* **Prompt**
Write out the part of the Flow Engineering article below word for word, beginning at the words containing "In this article, we" and stopping after "code with LangGraph.".

* **Selected text**

Flow Engineering: From LLM Workflows to Organizational Architecture, How to Design Flow
There are moments when you look into a codebase and think, "Why is this logic so tangled?" I also experienced a situation a few years ago where it took me two weeks to deploy a new feature, and at first, I assumed it was because the code was messy. It turned out that a single PR had to go through reviews by three teams, and since there was only one shared QA environment, several days were wasted just trying to get the deployment order right. It was only much later that I realized the root cause was actually that the workflow was blocked.
Flow Engineering is an approach that addresses "where work gets stuck" at the design level, rather than focusing on code quality issues. Whether in AI agent workflows, microservices architectures, or team deployment pipelines—visualizing the flow and eliminating bottlenecks is key everywhere. In fact, the effect is quite dramatic, as seen in the Weights & Biases case study, where a task that was stuck at 17% accuracy with simple prompts rose to 91% after designing the flow.
In this article, we examine how Flow Engineering works in three contexts (AI/LLM workflows, software architecture, and organizational processes) and how to apply it while writing actual code with LangGraph.
Key Concepts
What is "Flow"
When you first encounter Flow Engineering, the concepts may feel a bit abstract. However, if you place the three contexts side by side, the common philosophy becomes clear:
Core Philosophy of Flow Engineering: Work must flow toward value without bottlenecks. The starting point of design is to visualize where that flow gets blocked.

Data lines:

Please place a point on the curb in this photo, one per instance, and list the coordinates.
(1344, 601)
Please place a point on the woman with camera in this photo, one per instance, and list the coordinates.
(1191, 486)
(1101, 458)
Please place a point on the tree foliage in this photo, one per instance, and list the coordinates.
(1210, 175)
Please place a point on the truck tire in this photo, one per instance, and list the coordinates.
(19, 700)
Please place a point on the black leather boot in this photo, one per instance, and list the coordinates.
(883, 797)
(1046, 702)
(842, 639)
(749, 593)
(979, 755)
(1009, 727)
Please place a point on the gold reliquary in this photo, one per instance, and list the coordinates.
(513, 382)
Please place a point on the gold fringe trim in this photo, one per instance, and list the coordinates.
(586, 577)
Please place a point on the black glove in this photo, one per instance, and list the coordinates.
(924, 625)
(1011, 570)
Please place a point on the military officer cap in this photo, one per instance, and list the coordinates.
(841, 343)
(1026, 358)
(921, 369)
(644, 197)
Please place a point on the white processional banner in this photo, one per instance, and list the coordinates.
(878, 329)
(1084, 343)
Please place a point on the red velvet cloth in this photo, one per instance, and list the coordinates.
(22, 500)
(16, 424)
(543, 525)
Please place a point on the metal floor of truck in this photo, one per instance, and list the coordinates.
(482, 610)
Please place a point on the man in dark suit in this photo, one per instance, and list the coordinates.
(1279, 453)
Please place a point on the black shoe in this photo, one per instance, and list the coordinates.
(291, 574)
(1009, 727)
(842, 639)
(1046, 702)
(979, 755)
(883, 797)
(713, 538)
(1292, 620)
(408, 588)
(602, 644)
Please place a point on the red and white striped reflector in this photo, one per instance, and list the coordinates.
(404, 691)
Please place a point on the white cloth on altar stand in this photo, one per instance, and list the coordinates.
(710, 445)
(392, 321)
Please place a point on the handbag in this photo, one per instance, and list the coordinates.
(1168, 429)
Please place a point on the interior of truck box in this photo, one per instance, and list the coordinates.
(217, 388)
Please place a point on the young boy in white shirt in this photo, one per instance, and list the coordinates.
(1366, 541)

* **Answer for this exercise**
In this article, we examine how Flow Engineering works in three contexts (AI/LLM workflows, software architecture, and organizational processes) and how to apply it while writing actual code with LangGraph.